No salgo de mi asombro cuando gran parte de los mismos media han aplaudido y alabado la asignación del Premio Nobel de Medicina, hace solo unos meses, al británico Robert G. Edwards por sus investigaciones sobre la fecundación in vitro. Inauguró un capítulo en el campo de la reproducción humana, cuyos mejores resultados están ante los ojos de todos, comenzando por Louise Brown, la primera niña nacida de la fecundación in vitro, que ya tiene treinta años y a su vez es mamá, de manera totalmente natural, de un niño.
Pero, también es cierto que sin Edwards no se daría el mercado de los ovocitos; sin Edwards no habría congeladores llenos de embriones en espera de ser transferidos a un útero o, más probablemente, de ser utilizados para la investigación o de morir abandonados y olvidados por todos. Apostó todo por la fecundación in vitro y permitió implícitamente el recurso a donaciones y compra-ventas que involucran a seres humanos.

Datos para examinar —
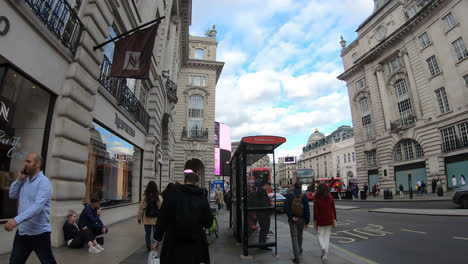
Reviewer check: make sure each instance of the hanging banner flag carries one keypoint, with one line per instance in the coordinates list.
(132, 55)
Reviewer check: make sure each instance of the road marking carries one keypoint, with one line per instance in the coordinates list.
(413, 231)
(461, 238)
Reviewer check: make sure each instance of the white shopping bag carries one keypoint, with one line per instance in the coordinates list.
(153, 257)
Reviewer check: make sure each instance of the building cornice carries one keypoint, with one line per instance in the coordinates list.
(204, 64)
(391, 40)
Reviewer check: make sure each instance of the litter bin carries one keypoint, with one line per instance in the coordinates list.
(363, 195)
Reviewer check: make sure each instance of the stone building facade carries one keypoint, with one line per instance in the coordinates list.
(195, 111)
(332, 155)
(100, 137)
(407, 79)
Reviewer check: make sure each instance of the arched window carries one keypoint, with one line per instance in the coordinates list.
(404, 102)
(195, 118)
(407, 149)
(199, 54)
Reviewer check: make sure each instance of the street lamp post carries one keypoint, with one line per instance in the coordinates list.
(410, 185)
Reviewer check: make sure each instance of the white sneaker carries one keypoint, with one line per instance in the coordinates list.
(94, 250)
(99, 247)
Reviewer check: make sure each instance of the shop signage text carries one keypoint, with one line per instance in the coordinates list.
(4, 25)
(124, 126)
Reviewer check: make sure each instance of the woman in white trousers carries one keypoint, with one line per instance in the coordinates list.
(324, 218)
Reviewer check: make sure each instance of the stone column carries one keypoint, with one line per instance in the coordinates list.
(412, 84)
(386, 105)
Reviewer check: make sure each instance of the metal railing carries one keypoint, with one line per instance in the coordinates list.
(61, 19)
(171, 87)
(454, 144)
(118, 88)
(402, 123)
(195, 133)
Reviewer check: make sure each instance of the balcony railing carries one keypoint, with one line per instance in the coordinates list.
(118, 88)
(402, 123)
(61, 19)
(171, 87)
(454, 144)
(195, 133)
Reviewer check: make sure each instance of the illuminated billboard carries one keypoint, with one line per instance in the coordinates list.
(222, 148)
(290, 160)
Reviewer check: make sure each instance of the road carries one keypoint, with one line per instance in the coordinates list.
(397, 238)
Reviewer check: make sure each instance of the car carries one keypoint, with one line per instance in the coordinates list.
(310, 195)
(280, 201)
(460, 196)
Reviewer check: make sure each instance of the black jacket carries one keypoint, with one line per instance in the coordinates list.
(175, 250)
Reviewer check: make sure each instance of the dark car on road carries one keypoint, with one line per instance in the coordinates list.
(460, 196)
(280, 201)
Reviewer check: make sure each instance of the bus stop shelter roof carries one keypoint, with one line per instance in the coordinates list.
(257, 147)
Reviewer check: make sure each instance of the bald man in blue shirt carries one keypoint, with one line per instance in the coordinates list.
(33, 191)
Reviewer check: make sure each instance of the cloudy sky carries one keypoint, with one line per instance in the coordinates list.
(281, 58)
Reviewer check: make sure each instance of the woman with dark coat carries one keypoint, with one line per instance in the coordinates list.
(76, 238)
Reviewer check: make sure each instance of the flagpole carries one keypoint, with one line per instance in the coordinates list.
(157, 20)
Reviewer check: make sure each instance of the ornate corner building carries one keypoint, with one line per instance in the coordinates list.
(407, 79)
(100, 137)
(195, 111)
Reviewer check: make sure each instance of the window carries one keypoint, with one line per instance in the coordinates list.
(442, 99)
(449, 139)
(355, 56)
(361, 83)
(24, 109)
(449, 21)
(114, 171)
(371, 158)
(199, 54)
(195, 114)
(433, 66)
(424, 40)
(407, 149)
(197, 80)
(460, 49)
(404, 102)
(412, 11)
(393, 65)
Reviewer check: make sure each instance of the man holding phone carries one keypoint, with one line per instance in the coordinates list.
(33, 191)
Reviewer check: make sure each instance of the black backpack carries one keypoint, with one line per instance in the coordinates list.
(152, 209)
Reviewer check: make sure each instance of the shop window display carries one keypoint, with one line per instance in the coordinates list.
(114, 171)
(24, 111)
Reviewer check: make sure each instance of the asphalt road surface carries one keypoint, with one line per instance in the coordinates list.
(397, 238)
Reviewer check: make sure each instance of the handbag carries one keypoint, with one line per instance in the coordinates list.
(153, 257)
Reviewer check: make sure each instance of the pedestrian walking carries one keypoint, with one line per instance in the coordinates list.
(33, 191)
(183, 216)
(77, 238)
(298, 212)
(324, 218)
(148, 211)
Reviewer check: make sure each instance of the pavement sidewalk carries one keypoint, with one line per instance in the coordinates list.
(226, 249)
(124, 238)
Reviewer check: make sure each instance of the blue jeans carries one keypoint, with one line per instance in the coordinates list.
(149, 234)
(24, 245)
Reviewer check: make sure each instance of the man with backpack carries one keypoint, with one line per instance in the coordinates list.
(297, 209)
(183, 216)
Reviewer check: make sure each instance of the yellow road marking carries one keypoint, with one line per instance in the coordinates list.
(419, 232)
(361, 258)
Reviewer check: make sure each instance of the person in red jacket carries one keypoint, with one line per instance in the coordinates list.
(324, 217)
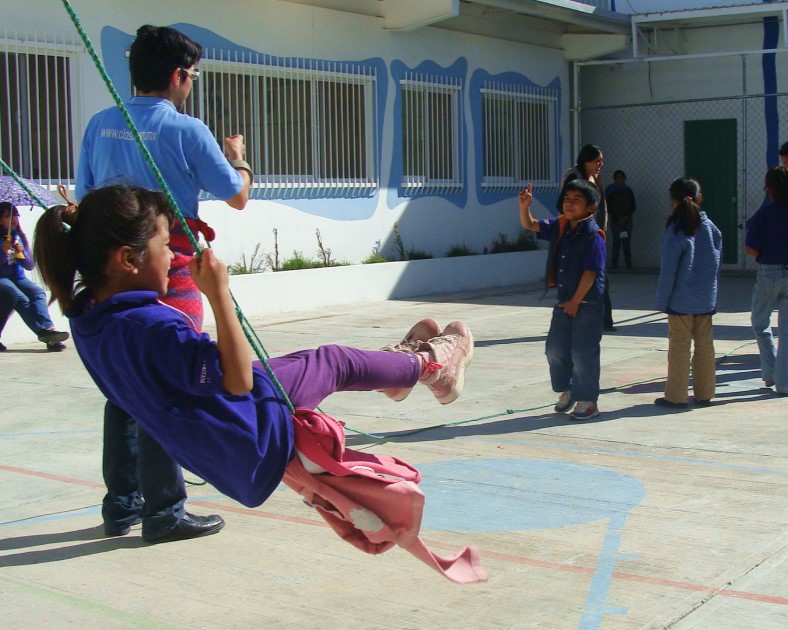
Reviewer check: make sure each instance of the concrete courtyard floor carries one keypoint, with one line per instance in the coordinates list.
(640, 518)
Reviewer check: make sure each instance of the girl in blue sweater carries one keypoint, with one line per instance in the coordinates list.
(687, 292)
(17, 292)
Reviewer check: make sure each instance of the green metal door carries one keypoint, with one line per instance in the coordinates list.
(711, 157)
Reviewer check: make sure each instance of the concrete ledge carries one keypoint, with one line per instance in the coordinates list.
(333, 286)
(284, 291)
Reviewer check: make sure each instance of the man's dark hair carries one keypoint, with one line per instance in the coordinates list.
(588, 190)
(156, 52)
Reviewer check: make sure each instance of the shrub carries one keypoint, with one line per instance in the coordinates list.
(255, 264)
(525, 242)
(459, 250)
(299, 262)
(415, 254)
(374, 258)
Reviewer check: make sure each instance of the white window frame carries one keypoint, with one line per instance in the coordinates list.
(24, 146)
(513, 155)
(359, 158)
(417, 177)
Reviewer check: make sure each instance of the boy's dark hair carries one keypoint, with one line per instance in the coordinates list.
(588, 190)
(588, 153)
(107, 218)
(156, 52)
(777, 183)
(686, 214)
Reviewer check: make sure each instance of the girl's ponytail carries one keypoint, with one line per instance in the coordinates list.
(55, 254)
(685, 191)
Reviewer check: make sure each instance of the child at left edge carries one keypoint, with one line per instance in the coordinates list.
(576, 268)
(18, 292)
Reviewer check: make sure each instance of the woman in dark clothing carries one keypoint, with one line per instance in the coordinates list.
(588, 166)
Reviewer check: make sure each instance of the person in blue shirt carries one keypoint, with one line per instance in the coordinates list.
(576, 268)
(687, 292)
(143, 482)
(17, 291)
(766, 242)
(211, 407)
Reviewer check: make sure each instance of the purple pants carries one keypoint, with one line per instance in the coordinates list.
(308, 376)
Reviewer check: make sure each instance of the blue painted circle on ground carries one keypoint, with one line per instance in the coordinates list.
(500, 495)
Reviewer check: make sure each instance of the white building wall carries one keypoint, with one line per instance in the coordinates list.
(430, 224)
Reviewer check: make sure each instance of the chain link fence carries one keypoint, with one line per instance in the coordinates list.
(647, 142)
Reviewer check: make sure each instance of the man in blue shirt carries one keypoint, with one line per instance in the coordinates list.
(576, 268)
(143, 482)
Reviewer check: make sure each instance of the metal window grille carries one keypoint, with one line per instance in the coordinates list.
(38, 106)
(308, 124)
(520, 137)
(432, 151)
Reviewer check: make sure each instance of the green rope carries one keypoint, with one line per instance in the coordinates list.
(249, 332)
(508, 412)
(23, 184)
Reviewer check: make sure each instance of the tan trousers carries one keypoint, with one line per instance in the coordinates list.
(682, 331)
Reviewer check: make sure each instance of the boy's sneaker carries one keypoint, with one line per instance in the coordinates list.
(424, 330)
(584, 411)
(564, 402)
(450, 354)
(52, 336)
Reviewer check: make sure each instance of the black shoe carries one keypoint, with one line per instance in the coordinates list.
(190, 526)
(664, 402)
(112, 530)
(52, 336)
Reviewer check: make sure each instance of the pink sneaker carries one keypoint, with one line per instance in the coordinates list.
(449, 356)
(424, 330)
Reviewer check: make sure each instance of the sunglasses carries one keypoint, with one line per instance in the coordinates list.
(193, 75)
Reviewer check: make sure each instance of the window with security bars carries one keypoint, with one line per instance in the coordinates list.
(520, 137)
(431, 138)
(308, 125)
(36, 106)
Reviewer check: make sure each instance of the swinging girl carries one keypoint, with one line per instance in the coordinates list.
(211, 407)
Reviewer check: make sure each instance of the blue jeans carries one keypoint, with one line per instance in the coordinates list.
(770, 293)
(142, 480)
(573, 351)
(28, 299)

Requisitos de la tarea —
Retoma el texto sobre Robert G. Edwards y la fecundación in vitro y continúalo a partir de su última oración.

Respuesta —
Si nos escandalizamos por la venta de bebés, cómo podemos aplaudir técnicas que permiten la compra-venta de embriones? Si denunciamos enérgicamente el tráfico de niños recién nacidos, podremos seguir bendiciendo las técnicas que implican la utilización sistemática de embriones sobrantes en las clínicas de reproducción asistida?